Output every record exactly, apart from its images.
[EXERCISE MATERIAL — start]
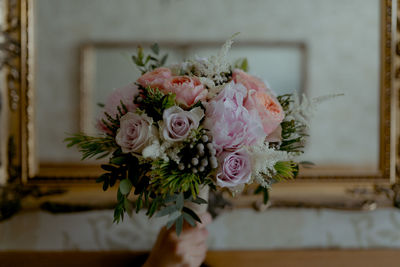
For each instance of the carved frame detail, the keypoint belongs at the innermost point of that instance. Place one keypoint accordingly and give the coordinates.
(331, 191)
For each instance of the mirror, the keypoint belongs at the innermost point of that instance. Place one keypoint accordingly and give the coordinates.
(77, 51)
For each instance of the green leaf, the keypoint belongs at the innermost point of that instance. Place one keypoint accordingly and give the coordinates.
(139, 203)
(102, 178)
(152, 209)
(106, 184)
(167, 210)
(199, 201)
(125, 186)
(128, 206)
(179, 225)
(120, 196)
(170, 198)
(179, 201)
(118, 160)
(155, 48)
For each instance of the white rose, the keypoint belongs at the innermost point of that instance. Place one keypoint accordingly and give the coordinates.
(135, 133)
(177, 122)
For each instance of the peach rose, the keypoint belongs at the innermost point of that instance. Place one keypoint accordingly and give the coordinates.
(249, 81)
(155, 78)
(188, 90)
(269, 110)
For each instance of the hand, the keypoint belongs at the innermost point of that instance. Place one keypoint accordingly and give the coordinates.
(187, 250)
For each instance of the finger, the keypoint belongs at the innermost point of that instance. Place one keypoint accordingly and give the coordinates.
(194, 235)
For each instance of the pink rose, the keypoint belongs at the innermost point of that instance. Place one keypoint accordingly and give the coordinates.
(249, 81)
(188, 90)
(126, 95)
(235, 168)
(269, 110)
(135, 133)
(155, 78)
(177, 123)
(230, 123)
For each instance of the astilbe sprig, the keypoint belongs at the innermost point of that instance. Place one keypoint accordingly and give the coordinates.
(150, 62)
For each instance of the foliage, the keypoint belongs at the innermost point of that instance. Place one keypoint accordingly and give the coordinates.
(154, 102)
(285, 170)
(91, 146)
(293, 131)
(150, 62)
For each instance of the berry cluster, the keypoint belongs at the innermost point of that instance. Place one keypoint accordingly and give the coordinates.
(199, 157)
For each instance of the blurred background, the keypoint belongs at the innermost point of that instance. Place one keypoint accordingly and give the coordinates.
(82, 50)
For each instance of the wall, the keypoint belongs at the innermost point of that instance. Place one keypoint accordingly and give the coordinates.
(239, 229)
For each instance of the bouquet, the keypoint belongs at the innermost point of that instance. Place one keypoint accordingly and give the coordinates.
(183, 129)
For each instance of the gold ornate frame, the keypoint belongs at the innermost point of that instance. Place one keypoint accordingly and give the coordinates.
(341, 191)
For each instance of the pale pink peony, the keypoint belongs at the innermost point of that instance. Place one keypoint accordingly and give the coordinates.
(125, 94)
(177, 123)
(135, 133)
(231, 125)
(235, 168)
(188, 90)
(155, 78)
(269, 110)
(249, 81)
(261, 100)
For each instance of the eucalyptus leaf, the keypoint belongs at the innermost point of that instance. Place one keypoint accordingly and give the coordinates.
(170, 198)
(128, 206)
(102, 178)
(179, 225)
(106, 183)
(167, 210)
(125, 186)
(199, 201)
(118, 160)
(189, 219)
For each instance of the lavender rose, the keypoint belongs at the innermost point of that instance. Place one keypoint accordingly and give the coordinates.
(177, 123)
(235, 168)
(135, 133)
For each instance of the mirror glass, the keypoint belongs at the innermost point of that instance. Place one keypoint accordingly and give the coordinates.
(83, 48)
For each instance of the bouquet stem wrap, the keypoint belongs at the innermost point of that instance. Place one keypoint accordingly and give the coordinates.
(200, 208)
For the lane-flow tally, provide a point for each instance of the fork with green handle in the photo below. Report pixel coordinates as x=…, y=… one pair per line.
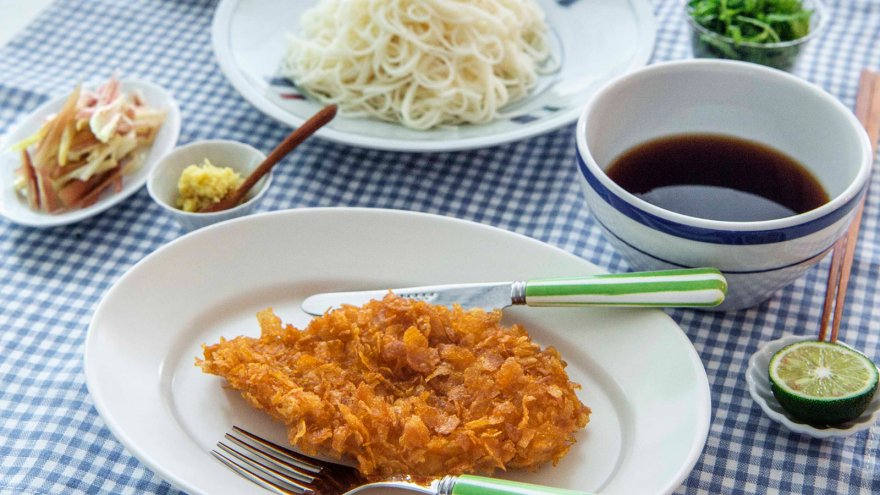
x=286, y=472
x=694, y=287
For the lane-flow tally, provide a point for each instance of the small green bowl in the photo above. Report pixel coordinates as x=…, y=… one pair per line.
x=783, y=55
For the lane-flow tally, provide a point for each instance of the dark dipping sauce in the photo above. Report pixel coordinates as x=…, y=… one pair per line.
x=717, y=177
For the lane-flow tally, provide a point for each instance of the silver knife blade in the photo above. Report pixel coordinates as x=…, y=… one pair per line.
x=494, y=295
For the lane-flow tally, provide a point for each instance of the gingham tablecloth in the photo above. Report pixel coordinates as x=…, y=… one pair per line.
x=52, y=440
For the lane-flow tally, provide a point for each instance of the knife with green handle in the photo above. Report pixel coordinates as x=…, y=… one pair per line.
x=695, y=287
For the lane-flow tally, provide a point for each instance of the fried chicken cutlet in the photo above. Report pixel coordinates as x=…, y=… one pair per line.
x=402, y=387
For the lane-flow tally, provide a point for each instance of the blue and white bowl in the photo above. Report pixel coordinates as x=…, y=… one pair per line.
x=739, y=99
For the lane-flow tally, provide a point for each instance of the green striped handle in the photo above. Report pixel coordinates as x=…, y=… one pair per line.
x=478, y=485
x=697, y=287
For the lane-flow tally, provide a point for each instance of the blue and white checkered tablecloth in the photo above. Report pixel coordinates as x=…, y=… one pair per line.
x=52, y=440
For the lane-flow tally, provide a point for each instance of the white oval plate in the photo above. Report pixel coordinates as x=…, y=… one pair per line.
x=16, y=209
x=595, y=40
x=758, y=380
x=640, y=374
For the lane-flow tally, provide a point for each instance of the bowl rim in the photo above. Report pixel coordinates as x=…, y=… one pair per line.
x=817, y=6
x=765, y=230
x=263, y=184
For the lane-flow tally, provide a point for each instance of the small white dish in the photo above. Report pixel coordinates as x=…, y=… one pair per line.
x=594, y=40
x=16, y=209
x=758, y=379
x=162, y=184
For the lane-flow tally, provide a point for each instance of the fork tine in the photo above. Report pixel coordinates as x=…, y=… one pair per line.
x=332, y=477
x=282, y=470
x=254, y=477
x=277, y=460
x=280, y=453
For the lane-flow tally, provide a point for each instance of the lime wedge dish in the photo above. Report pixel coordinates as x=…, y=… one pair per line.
x=822, y=383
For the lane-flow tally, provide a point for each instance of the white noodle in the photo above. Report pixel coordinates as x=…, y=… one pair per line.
x=423, y=63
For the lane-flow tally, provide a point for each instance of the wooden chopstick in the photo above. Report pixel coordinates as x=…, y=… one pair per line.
x=868, y=113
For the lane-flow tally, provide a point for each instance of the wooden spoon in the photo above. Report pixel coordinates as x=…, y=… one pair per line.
x=296, y=137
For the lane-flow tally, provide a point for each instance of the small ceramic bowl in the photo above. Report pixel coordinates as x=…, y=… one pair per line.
x=758, y=380
x=782, y=55
x=162, y=183
x=746, y=101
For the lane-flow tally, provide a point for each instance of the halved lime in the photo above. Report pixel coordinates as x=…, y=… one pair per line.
x=822, y=383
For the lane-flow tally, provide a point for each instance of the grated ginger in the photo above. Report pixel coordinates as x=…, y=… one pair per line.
x=203, y=185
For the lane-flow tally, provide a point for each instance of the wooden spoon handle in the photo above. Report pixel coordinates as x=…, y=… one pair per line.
x=295, y=138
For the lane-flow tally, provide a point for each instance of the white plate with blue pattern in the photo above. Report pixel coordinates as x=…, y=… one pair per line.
x=595, y=41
[EXERCISE MATERIAL — finish]
■ **OUTPUT OF THE TASK**
For each instance of the carved frame detail, the keypoint belongs at the innermost point of that instance. Place one keypoint accordingly and give the coordinates.
(331, 191)
For each instance of the mirror, the keypoint belongs at the innermost point of that instance. Place one keypoint accordingly and give the coordinates.
(77, 51)
For each instance of the green leaf, the keypoint belongs at the innermost point of that instance. Place one keypoint accordingly and give the coordinates.
(139, 203)
(102, 178)
(152, 209)
(106, 184)
(167, 210)
(199, 201)
(125, 186)
(128, 206)
(179, 225)
(120, 196)
(170, 198)
(179, 201)
(118, 160)
(155, 48)
For each instance of the white rose, the keypoint belongs at the innermost point of that instance. Place one keypoint accordingly and give the coordinates.
(135, 133)
(177, 122)
For each instance of the peach rose, the keypoint belongs at the innermost point of that instance. Place one keypoint accordingly and give the coordinates.
(249, 81)
(155, 78)
(188, 90)
(269, 110)
For each instance of the hand, the keypoint belongs at the innermost point of that instance. Place one keypoint accordingly and give the coordinates.
(187, 250)
For each instance of the finger, the keypoint belongs at the innermost point of that instance. Place one keypoint accordingly and give the coordinates.
(194, 235)
For each instance of the pink rose, the keypoint belongs at the innermost point of that instance. Place one keypoint accordingly and give the coordinates.
(249, 81)
(188, 90)
(126, 95)
(235, 168)
(269, 110)
(135, 133)
(155, 78)
(177, 123)
(230, 123)
For each instance of the astilbe sprig, the keypoint belongs at the innermost point of that instance. Place one keypoint accordingly and give the coordinates.
(150, 62)
For each instance of the foliage, the keypoint belongs at the innermost point of that instance. Place one keypoint accordingly and give the coordinates.
(154, 102)
(285, 170)
(91, 146)
(293, 131)
(150, 62)
For each instance of the berry cluster, the keypoint belongs at the innermost point of that instance. Place one keypoint accordingly and give the coordinates.
(199, 157)
For each instance of the blurred background, the keypoint belongs at the innermost point of that instance. Place one keypoint accordingly and give the coordinates.
(82, 50)
For each instance of the wall, the keypoint belongs at the innermost point of that instance. Place one keypoint accordingly and give the coordinates.
(239, 229)
For each instance of the bouquet, the keypoint belongs at the innermost point of that instance. Place one keypoint accordingly and give the coordinates.
(183, 129)
For each instance of the gold ornate frame, the keypoint belongs at the innermost point of that instance. Place one keypoint accordingly and give the coordinates.
(341, 191)
For each instance of the pale pink peony, the keypoint belongs at the innermost point of that instance. Place one keypoint accordingly and give the coordinates.
(125, 94)
(177, 123)
(135, 133)
(231, 125)
(235, 168)
(188, 90)
(155, 78)
(269, 110)
(249, 81)
(261, 100)
For each instance of the eucalyptus leaf, the keypoint belongs at the innermost point of that instance. Place one keypoint accordingly and give the coordinates.
(170, 198)
(128, 206)
(102, 178)
(179, 225)
(106, 183)
(167, 210)
(125, 186)
(199, 201)
(118, 160)
(189, 219)
For each instance of the lavender rose, the keypoint belongs at the innermost point of that instance. Place one keypoint accordingly and give the coordinates.
(177, 123)
(235, 168)
(135, 133)
For each instance of the mirror glass, the keypoint belongs at the innermost point of that instance. Place one keypoint accordingly and give the coordinates.
(83, 48)
For each instance of the bouquet stem wrap, the keypoint belongs at the innermost point of that instance. Place one keypoint accordingly and give the coordinates.
(200, 208)
For the lane-flow tally, provide a point for each instance of the fork with green handle in the photo below. Report pixel coordinates as x=…, y=… one pair per line.
x=286, y=472
x=694, y=287
For the lane-flow tally, provide a point for each instance of the small green bowl in the photo above. Report pixel coordinates as x=…, y=… one pair per line.
x=783, y=55
For the lane-flow tally, provide a point for each instance of the dark dipping sauce in the photo above. Report pixel coordinates as x=…, y=… one pair per line.
x=717, y=177
For the lane-flow tally, provide a point for each instance of the silver knife blade in the photo above. Report pixel coordinates as x=…, y=… one pair per line.
x=494, y=295
For the lane-flow tally, provide a point for each instance of the gingham tablecloth in the photo above. Report pixel coordinates as x=…, y=… one pair per line.
x=52, y=440
For the lane-flow tally, provide a point for each instance of the knife with green handle in the photo above. Report pixel coordinates as x=…, y=… one pair per line.
x=695, y=287
For the lane-flow tally, provide a point for each instance of the fried chicken cutlet in the photo above. Report pixel coordinates as x=…, y=… one pair per line.
x=402, y=387
For the lane-flow tally, provide a point for each instance of the blue and white bowl in the photo above. Report pixel coordinates as x=…, y=… one pair per line.
x=739, y=99
For the lane-flow tally, provide a point for each instance of the green striped handle in the photo above. Report pixel coordinates as x=…, y=… one pair per line.
x=478, y=485
x=697, y=287
For the lane-flow tally, provide a point for each instance of the blue and white checkered tablecloth in the photo above. Report pixel coordinates as x=…, y=… one pair per line.
x=52, y=440
For the lane-flow tally, provide a point for each instance of the white oval plate in the photo above. Report pixel coordinates as x=…, y=… one pair per line.
x=16, y=209
x=595, y=40
x=758, y=380
x=640, y=374
For the lane-flow tally, provide a point for each instance of the bowl rim in the photo above. Report pixel coordinates as x=…, y=… one pair per line.
x=817, y=6
x=765, y=230
x=263, y=184
For the lane-flow tally, provide a point for each instance of the small white dish in the photo above. Report pixel coordinates as x=…, y=… one pair per line.
x=594, y=40
x=16, y=209
x=758, y=379
x=162, y=184
For the lane-flow tally, provide a point for each instance of the fork tine in the photo above. Report pixel coordinates as x=…, y=… one pair per line.
x=332, y=477
x=282, y=470
x=254, y=477
x=277, y=460
x=280, y=453
For the lane-flow tally, provide a point for each instance of the lime wedge dish in the photo above. Report pixel coordinates as x=…, y=… one pair per line.
x=822, y=383
For the lane-flow tally, provide a point for each instance of the white noodle in the photo above. Report pixel coordinates as x=…, y=… one pair per line.
x=423, y=63
For the lane-flow tally, provide a point for each instance of the wooden chopstick in the photo above. Report pixel coordinates as x=…, y=… one pair per line.
x=868, y=113
For the lane-flow tally, provide a point for each instance of the wooden spoon in the photo above. Report pixel coordinates as x=…, y=… one pair per line.
x=296, y=137
For the lane-flow tally, provide a point for each instance of the small ceramic bowl in the photo above. Report pixel coordinates as x=…, y=… one pair per line.
x=758, y=380
x=782, y=55
x=162, y=183
x=746, y=101
For the lane-flow tally, provide a point for each instance of the halved lime in the photo above. Report pixel coordinates as x=…, y=… one pair per line.
x=822, y=383
For the lane-flow tally, provide a point for each instance of the grated ginger in the photo above. Report pixel coordinates as x=…, y=… one pair per line.
x=203, y=185
For the lane-flow tally, provide a point for each instance of the wooden spoon handle in the photo above. Report pixel coordinates as x=…, y=… one pair per line.
x=295, y=138
For the lane-flow tally, provide a point for each instance of the white plate with blue pattern in the photo above. Report pixel coordinates as x=…, y=… one pair per line.
x=595, y=41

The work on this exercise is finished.